* **Your goal**:
Once you reach the line containing "Query: door handle", copy it and every line after it exactly, through the end of the data below.

* **Data under study**:
=====
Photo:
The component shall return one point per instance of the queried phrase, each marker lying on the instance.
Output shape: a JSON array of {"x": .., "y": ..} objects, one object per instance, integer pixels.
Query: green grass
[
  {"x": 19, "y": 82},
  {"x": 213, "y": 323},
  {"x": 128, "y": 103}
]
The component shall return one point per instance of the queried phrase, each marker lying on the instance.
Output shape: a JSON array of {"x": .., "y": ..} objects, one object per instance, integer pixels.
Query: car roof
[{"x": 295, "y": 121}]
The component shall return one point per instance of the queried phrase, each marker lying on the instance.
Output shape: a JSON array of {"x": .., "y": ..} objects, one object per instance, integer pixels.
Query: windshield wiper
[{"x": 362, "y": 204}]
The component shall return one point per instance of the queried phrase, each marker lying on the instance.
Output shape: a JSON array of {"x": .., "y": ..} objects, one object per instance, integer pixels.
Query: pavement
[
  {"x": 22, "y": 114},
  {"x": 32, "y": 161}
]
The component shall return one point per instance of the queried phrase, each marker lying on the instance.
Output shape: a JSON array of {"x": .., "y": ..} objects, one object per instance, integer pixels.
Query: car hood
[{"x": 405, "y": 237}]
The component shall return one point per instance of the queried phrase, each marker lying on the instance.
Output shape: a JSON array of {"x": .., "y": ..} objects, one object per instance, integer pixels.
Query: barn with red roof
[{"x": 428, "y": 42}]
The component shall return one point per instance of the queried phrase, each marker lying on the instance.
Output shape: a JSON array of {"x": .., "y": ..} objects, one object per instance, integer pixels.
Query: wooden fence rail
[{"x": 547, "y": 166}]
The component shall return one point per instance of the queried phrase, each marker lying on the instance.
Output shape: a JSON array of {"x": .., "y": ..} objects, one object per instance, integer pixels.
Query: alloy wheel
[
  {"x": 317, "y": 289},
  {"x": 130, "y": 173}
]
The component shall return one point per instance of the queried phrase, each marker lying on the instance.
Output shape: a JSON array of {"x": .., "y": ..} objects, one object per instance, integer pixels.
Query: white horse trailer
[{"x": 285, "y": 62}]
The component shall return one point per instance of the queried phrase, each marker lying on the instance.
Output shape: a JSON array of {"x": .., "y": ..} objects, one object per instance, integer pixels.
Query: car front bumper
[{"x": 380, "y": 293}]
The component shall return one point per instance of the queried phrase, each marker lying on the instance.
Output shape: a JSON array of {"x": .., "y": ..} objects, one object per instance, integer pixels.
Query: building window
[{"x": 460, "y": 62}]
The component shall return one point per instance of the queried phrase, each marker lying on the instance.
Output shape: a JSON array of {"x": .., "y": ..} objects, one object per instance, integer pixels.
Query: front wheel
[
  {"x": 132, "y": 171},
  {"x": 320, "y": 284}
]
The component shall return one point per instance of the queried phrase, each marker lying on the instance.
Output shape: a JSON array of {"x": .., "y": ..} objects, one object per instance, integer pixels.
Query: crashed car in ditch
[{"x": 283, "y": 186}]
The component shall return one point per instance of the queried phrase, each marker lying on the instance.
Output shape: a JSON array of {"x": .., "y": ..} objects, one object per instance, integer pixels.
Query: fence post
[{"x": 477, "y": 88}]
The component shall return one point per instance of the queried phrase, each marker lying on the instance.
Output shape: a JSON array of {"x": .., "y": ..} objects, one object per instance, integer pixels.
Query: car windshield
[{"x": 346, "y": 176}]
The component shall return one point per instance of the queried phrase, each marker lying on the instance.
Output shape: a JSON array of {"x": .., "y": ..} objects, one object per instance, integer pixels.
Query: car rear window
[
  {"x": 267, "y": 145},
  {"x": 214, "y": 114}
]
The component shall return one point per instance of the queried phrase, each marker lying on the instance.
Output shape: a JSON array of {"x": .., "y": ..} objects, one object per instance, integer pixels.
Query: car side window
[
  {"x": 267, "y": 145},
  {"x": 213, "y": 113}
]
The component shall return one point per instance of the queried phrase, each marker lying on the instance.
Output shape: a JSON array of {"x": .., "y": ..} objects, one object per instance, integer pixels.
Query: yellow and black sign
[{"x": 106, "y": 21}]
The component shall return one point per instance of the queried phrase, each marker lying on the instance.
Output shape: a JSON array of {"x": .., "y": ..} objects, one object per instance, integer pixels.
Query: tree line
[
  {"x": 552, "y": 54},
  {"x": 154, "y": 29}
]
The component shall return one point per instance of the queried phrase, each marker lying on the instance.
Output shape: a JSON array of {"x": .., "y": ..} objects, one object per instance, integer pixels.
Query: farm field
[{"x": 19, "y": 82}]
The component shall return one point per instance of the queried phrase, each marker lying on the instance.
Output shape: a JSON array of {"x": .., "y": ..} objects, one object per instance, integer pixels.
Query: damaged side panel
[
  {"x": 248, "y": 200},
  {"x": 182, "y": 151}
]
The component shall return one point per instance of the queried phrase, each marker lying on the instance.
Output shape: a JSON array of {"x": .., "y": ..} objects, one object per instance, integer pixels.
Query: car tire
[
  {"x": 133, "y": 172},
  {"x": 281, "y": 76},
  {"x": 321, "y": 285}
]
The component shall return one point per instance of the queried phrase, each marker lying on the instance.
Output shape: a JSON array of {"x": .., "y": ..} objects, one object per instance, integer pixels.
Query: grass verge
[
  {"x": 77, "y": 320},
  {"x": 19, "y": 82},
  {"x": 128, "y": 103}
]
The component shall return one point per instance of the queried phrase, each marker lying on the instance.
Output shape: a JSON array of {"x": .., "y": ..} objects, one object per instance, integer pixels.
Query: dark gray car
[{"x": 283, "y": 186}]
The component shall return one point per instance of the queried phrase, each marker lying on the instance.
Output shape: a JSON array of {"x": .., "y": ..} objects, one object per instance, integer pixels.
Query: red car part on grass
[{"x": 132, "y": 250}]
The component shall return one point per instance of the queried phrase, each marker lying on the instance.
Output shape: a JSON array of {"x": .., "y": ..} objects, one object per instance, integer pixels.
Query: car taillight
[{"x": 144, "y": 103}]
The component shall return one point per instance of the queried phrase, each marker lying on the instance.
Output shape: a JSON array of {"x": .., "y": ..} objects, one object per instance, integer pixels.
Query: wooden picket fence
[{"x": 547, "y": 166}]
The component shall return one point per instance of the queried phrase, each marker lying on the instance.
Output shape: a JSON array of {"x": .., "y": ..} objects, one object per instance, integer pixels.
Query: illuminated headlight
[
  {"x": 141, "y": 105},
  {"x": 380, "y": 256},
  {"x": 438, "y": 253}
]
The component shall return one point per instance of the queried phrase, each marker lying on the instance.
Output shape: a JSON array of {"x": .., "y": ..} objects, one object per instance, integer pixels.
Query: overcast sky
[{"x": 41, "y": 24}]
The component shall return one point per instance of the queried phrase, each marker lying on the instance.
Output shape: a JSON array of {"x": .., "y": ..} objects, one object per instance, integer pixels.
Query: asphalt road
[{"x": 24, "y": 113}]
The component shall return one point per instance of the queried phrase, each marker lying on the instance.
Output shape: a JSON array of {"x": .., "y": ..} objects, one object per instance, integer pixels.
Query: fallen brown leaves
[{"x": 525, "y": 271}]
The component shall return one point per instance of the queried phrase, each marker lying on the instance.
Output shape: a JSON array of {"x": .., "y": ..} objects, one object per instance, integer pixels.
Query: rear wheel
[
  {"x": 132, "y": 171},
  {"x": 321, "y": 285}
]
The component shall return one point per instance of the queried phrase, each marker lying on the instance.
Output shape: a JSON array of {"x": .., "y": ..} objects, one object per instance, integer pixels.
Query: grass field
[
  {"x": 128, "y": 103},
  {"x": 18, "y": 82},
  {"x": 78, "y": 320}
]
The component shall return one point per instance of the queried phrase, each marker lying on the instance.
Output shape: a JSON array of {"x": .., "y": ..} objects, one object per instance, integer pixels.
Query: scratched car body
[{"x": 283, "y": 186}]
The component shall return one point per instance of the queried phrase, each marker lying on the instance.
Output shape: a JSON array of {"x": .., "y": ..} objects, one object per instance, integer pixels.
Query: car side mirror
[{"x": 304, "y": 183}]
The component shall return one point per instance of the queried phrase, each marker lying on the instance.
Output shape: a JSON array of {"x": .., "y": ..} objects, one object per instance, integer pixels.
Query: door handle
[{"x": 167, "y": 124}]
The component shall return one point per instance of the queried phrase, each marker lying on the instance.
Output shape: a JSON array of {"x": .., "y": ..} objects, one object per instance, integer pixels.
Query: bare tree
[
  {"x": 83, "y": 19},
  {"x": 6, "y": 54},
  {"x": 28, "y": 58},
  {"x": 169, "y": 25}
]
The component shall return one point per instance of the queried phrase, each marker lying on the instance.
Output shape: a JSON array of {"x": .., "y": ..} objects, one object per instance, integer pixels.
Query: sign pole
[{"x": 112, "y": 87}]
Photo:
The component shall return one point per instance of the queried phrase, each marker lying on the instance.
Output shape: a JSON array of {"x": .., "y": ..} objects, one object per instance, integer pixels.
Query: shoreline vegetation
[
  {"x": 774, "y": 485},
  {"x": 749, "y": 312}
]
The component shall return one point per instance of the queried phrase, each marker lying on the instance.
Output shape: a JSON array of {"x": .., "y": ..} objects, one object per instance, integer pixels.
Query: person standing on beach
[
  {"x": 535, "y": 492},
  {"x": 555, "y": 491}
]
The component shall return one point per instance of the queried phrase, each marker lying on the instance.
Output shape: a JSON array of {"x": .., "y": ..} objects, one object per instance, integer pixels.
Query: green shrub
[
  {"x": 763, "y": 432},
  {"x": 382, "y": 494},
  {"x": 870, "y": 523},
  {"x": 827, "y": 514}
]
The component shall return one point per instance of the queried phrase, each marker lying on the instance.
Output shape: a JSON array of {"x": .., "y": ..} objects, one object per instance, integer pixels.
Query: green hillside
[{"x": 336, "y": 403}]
=====
* **Result**:
Query: door handle
[{"x": 167, "y": 124}]
The component shall return one point per instance of the queried phrase, each marker lying on the instance.
Output shape: a JSON array of {"x": .., "y": ..} objects, one object per instance, integer pixels.
Query: bare tree
[
  {"x": 83, "y": 19},
  {"x": 6, "y": 54},
  {"x": 28, "y": 58},
  {"x": 169, "y": 25}
]
The component shall return one point per instance of the queried phrase, each marker lying on the instance.
Output shape: a JSON array of {"x": .., "y": ..} objects, one object per instance, integer pixels.
Query: sign pole
[{"x": 112, "y": 87}]
Photo:
The component shall return one point per instance of the queried phrase, each marker lying on the instance.
Output shape: a JSON array of {"x": .., "y": ..} objects, one object per instance, integer pixels.
Query: shoreline vegetation
[
  {"x": 774, "y": 485},
  {"x": 749, "y": 312}
]
The component shall return one point per instance of the queried phrase, each marker lying on the instance.
Output shape: a JSON array of {"x": .., "y": ..} objects, one object per instance, integer pixels.
Query: person standing on beach
[
  {"x": 535, "y": 492},
  {"x": 555, "y": 491}
]
The component shall return one point per instance of the queried phrase, each marker lying on the instance.
Output shape: a JSON array of {"x": .., "y": ..} objects, one object per instance, integer pixels.
Query: green shrub
[
  {"x": 763, "y": 432},
  {"x": 382, "y": 494},
  {"x": 870, "y": 523},
  {"x": 827, "y": 514}
]
The component shall return one point per instance of the queried phrase, each marker lying on the instance.
Output shape: a JSON array of {"x": .., "y": ..} objects, one object per instance, integer pixels.
Query: green hillside
[{"x": 336, "y": 403}]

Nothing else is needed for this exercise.